• _Task material_:
◇ ◇ ◇
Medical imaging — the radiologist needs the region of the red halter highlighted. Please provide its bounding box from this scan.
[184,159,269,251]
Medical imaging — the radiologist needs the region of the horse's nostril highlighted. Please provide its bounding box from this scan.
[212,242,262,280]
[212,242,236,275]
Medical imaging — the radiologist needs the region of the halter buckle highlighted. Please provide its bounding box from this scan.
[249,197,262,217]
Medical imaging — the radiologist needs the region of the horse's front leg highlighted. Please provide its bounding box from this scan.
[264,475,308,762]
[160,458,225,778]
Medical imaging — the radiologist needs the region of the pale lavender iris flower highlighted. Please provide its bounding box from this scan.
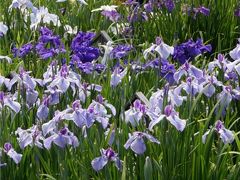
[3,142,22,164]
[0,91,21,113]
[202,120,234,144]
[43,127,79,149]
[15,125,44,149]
◇ ◇ ◇
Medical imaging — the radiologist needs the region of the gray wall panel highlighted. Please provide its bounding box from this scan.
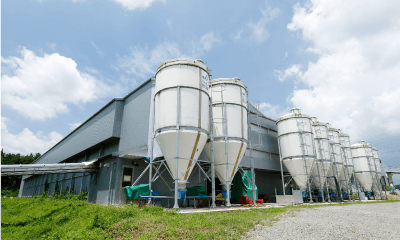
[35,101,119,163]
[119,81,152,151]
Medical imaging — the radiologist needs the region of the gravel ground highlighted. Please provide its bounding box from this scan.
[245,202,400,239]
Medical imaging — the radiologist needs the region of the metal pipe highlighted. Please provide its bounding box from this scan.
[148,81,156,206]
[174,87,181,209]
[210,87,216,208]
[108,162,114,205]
◇ ◇ ◇
• _Directions for this task_: Copy the listing from the line with "Medical imaging — the radiologist needs the region of the pale" to the line with "[15,125,44,149]", changing "lavender" to "violet" and keeping everything else the same. Omit the pictures.

• _Task answer_:
Medical imaging — the radiologist needs the region of the pale violet iris flower highlighted. Please provide its bounding box from this scan.
[3,142,22,164]
[0,91,21,113]
[202,120,234,144]
[43,127,79,149]
[15,125,44,149]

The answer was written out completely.